— Source passage —
══════════════════════════════

1. Some insist that the source code be made public.

2. Some insist that there be no in-app purchases.

3. Some insist that there be no analytics whatsoever.

Each of the above has some legitimate reason. However, do privacy-focused apps need to play by different set of rules?

If so, what special monetization models would make sense to folks on here? #AskingForAFriend

5 comments

I don’t have experience with the Android App Store, but normal subscriptions/IAP/initial purchase on iOS would protect the user info during purchases.

Apple tells you nothing about the user. You can choose to give them a UUID that they’ll echo back when you query their API about the subscription/transaction, but that’s up to you.

Apple will not give a name, email, Apple ID, phone number, location, or anything else.

See the data here: https://developer.apple.com/documentation/appstoreserverapi/...

I don't know, I think shotgun-style generalized criticism that doesn't always apply (or 'applies' but comes from a place of 'everything-should-be-free-entitlement' which is toxic to indie creators) is pretty standard fare for Show HNs. Not good, to be sure! But to be expected haha :)
Probably some sort of donation model that would result in a coffees worth of money for a 100 hours of work.
- Patreon if what you're doing lends itself to regular updates - PayPal or other payment processor if your project could use donations - Subscription based Server As A Service for things that need data syncing between multiple platforms (eg: the public/client parts can be Free Software, the server part just exposes an API, and you make it clear what data is transmitted to the server remaining solely on the user's device) - Consultancy to assist with installation/training if your product is complex
Menstruation consultant
I think this will be the model case for future historians to study software market in our pathetic times.

Period tracker app is something a programming student can do. (Maybe with some questionable choices resulting in potential data loss, but this can be fixed.) You don't need a degree to make basic cycle prediction, and you can't reason about anything else without real medical knowledge. So this is something that can be done once in open source, and put onto F-Droid for everyone to use (and, of course, it already has such apps). Something as simple as calculator does not need “cloud account”, nor internet connection at all.

══════════════════════════════

— Extracted data —
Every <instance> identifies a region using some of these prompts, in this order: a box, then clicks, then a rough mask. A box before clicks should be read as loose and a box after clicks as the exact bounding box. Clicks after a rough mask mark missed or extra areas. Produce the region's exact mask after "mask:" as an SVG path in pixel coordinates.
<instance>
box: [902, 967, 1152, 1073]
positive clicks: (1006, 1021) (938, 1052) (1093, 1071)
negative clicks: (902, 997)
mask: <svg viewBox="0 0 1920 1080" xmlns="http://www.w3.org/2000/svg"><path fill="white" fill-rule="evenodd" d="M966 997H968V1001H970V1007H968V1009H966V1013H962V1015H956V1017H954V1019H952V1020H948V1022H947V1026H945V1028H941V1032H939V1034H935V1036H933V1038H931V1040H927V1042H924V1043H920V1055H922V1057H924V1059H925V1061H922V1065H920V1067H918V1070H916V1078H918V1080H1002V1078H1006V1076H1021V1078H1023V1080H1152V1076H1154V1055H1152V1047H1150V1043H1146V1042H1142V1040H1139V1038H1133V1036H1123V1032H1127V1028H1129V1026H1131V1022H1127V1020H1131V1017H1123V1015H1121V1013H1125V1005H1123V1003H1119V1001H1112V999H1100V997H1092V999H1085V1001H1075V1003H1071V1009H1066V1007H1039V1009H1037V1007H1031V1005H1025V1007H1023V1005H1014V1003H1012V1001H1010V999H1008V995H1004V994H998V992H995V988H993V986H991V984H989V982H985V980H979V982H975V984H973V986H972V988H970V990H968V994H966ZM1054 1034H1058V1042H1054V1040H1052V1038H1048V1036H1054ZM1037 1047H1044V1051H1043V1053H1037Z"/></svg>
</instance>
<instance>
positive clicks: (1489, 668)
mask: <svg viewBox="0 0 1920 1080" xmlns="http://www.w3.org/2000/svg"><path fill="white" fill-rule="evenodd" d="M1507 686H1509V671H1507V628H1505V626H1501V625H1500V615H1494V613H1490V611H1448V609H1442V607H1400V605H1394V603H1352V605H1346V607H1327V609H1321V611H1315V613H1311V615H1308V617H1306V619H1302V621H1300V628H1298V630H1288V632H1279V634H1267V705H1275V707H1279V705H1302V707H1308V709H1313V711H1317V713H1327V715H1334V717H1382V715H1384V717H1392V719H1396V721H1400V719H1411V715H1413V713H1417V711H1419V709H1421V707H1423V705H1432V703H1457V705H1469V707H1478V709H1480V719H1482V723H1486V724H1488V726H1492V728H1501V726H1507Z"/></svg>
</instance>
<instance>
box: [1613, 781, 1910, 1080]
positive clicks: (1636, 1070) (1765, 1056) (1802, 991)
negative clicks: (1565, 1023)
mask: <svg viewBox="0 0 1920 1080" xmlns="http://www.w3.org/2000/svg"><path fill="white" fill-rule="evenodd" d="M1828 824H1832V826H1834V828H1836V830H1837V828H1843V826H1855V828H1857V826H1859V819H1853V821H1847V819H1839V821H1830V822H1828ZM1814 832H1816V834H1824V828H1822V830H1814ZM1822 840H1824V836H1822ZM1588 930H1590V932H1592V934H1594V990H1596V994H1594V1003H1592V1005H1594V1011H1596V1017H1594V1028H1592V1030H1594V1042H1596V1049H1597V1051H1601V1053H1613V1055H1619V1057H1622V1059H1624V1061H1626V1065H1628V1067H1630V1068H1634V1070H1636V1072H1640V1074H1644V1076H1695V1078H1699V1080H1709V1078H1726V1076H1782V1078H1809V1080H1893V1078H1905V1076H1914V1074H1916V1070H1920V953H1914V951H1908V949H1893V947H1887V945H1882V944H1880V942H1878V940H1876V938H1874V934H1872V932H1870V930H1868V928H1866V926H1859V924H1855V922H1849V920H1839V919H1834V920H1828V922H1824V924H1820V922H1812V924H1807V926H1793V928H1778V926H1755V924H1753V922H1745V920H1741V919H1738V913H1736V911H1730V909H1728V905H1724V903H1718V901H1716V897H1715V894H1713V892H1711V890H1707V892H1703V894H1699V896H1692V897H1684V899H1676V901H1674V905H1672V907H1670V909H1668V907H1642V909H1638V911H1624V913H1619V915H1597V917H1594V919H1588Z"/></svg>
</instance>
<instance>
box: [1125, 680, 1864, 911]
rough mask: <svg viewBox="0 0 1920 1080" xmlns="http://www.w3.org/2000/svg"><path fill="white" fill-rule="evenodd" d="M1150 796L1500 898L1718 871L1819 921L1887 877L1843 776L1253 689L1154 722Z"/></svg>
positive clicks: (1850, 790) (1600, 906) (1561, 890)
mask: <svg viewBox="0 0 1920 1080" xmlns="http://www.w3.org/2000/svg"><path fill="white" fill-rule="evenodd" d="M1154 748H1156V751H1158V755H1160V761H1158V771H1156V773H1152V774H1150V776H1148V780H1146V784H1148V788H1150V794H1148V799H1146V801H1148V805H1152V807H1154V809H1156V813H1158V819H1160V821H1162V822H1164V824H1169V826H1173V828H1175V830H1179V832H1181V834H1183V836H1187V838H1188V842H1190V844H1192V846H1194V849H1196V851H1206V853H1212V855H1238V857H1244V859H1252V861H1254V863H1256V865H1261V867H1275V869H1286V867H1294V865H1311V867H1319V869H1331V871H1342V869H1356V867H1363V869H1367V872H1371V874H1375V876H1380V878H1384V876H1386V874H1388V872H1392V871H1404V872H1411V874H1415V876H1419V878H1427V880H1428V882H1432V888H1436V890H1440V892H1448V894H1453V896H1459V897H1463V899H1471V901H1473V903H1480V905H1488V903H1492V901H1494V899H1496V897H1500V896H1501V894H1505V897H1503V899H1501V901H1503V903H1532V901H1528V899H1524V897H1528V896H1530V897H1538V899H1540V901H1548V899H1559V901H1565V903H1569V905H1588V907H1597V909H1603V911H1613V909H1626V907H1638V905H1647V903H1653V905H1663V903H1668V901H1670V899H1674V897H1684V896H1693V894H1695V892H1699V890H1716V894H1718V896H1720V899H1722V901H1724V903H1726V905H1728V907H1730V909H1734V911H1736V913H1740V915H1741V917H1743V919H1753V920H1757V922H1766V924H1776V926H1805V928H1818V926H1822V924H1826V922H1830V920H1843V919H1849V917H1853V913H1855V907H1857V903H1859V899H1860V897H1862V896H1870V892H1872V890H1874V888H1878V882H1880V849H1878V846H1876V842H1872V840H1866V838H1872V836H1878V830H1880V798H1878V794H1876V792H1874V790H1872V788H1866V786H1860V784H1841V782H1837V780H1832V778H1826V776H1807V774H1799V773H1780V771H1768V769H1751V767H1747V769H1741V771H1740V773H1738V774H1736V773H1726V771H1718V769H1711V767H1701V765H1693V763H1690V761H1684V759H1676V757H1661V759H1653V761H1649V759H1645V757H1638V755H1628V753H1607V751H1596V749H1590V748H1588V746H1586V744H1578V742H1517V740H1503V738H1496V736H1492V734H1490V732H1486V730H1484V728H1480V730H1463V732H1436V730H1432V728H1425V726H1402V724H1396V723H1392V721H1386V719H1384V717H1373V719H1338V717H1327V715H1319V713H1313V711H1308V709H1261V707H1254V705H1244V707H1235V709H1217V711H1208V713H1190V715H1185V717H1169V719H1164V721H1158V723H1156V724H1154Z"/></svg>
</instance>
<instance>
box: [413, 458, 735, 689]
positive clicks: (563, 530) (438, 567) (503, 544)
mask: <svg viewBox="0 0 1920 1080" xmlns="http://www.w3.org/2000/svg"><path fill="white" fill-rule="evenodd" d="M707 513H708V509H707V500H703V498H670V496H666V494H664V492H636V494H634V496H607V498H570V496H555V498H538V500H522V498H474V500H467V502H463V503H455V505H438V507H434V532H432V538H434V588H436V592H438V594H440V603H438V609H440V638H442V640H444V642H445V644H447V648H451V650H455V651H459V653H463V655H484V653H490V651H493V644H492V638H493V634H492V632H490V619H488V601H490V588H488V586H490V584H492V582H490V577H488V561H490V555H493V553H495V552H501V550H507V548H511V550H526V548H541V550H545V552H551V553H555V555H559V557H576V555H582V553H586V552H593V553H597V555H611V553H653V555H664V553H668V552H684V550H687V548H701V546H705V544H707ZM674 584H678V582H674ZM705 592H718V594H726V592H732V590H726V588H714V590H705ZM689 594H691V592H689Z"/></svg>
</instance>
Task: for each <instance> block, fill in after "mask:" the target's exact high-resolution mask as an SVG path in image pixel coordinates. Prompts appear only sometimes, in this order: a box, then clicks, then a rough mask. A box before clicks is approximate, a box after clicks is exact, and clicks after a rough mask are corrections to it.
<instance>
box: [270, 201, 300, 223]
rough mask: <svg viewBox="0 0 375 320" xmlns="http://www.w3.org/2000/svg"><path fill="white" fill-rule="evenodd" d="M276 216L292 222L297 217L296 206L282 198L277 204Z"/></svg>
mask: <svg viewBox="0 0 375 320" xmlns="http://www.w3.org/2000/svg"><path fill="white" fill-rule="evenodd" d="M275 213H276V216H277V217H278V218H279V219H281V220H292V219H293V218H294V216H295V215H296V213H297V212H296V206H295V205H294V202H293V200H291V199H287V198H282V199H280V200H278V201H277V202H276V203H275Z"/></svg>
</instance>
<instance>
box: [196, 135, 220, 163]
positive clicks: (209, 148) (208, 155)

══════════════════════════════

— Study questions —
**a)** Answer these questions using the app monetization discussion:
(i) In the opening list, what do some insist must be made public?
(ii) What does Apple not give about the user?
(iii) Where could an open-source period tracker app be put for everyone to use?
**b)** In the app monetization discussion, why can a period tracker app be done once in open source? Answer in one to three sentences.
**c)** Reproduce the part of the app monetization discussion between "Apple will not" and "hours of work.", inclusive.
The listing comes from a different source than the app monetization discussion.

— Solved tasks —
**a)**
(i) The source code.
(ii) A name, email, Apple ID, phone number, location, or anything else.
(iii) F-Droid.

**b)** A programming student can make one, since basic cycle prediction doesn't need a degree. Going beyond that would take real medical knowledge anyway.

**c)**
Apple will not give a name, email, Apple ID, phone number, location, or anything else.

See the data here: https://developer.apple.com/documentation/appstoreserverapi/...

I don't know, I think shotgun-style generalized criticism that doesn't always apply (or 'applies' but comes from a place of 'everything-should-be-free-entitlement' which is toxic to indie creators) is pretty standard fare for Show HNs. Not good, to be sure! But to be expected haha :)
Probably some sort of donation model that would result in a coffees worth of money for a 100 hours of work.